__Written task 1__
In the excerpt on the FERC hearing, which two regions did Moeller say face especially urgent challenges?

__Excerpted passage__
Moeller responded: "The challenges that you alluded to are the resource agencies that typically don't have the accountability to come back with an answer. It is the way the statute is. If you created a timeline of responsibility, I think they would be a lot more responsive."
In addition, Pompeo criticized President Obama for suggesting in mid-March that the FERC include the impact on "climate change" in any NEPA analysis it does on a new pipeline or any other project. He asked Moeller whether the FERC currently has the authority to do that. Moeller said he would have to review court decisions before reaching a conclusion on that question.
Most of the hearing, however, was devoted to questions about what the FERC could or should do to help electric utilities obtain dependable access to natural gas. Demand for natural gas has skyrocketed as coal-fired generation has been taken off the board because, in good part, of Environmental Protection Agency regulations meant to discourage the use of coal. The FERC has been conducting technical conferences and meetings over the past year dedicated to determining whether it needs to either develop new federal rules on such things as "scheduling" and "communications" or leave solutions to the regions that have different mixes of energy inputs and pipeline infrastructures.
"The challenges are serious, very real and somewhat urgent, especially in New England and the Midwest," said Moeller. "Indeed, some in the industry believe nothing short of a major blackout will provide sufficient motivation to the various stakeholders to solve the problems facing us."

__Listing__
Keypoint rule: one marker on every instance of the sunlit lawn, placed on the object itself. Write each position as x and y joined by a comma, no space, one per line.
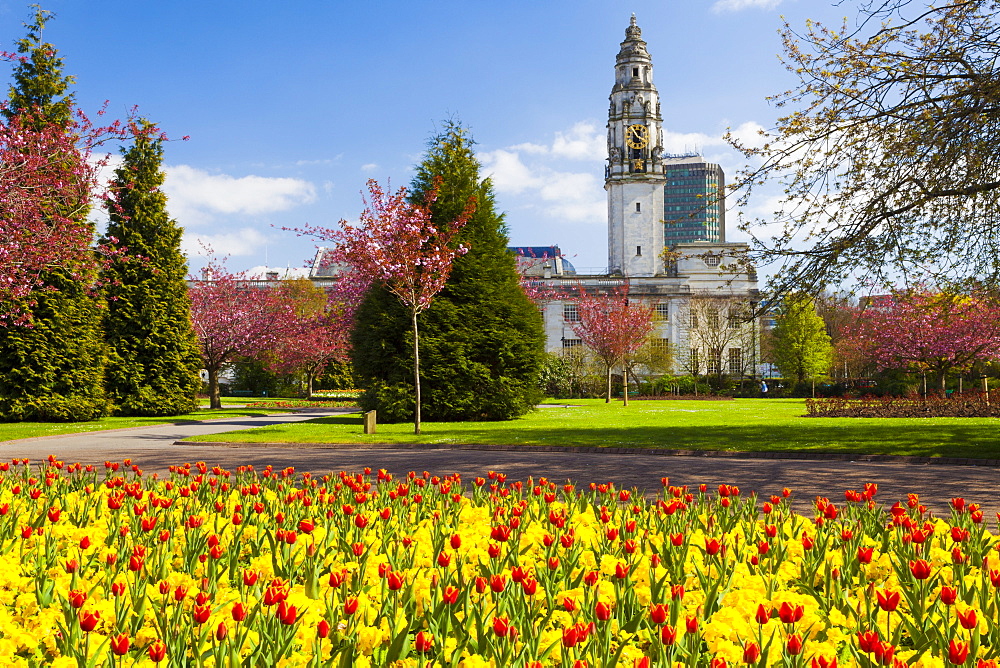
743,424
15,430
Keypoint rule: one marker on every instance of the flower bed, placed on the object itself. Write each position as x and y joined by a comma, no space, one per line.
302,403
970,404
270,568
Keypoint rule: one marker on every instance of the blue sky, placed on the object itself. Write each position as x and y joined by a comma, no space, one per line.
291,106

__Written task 2__
Please write out again the part of the records that opens with the line containing "Keypoint rule: one marker on every instance of the blue" and runs through the end of the records, with the request line included. Add 97 to every x and y coordinate in the answers.

__Correct response 1__
New England and the Midwest.

__Correct response 2__
Keypoint rule: one marker on every instance of the blue sky, placed on the object itself. Write each position as x and y joined by a comma, no space, one per line.
388,203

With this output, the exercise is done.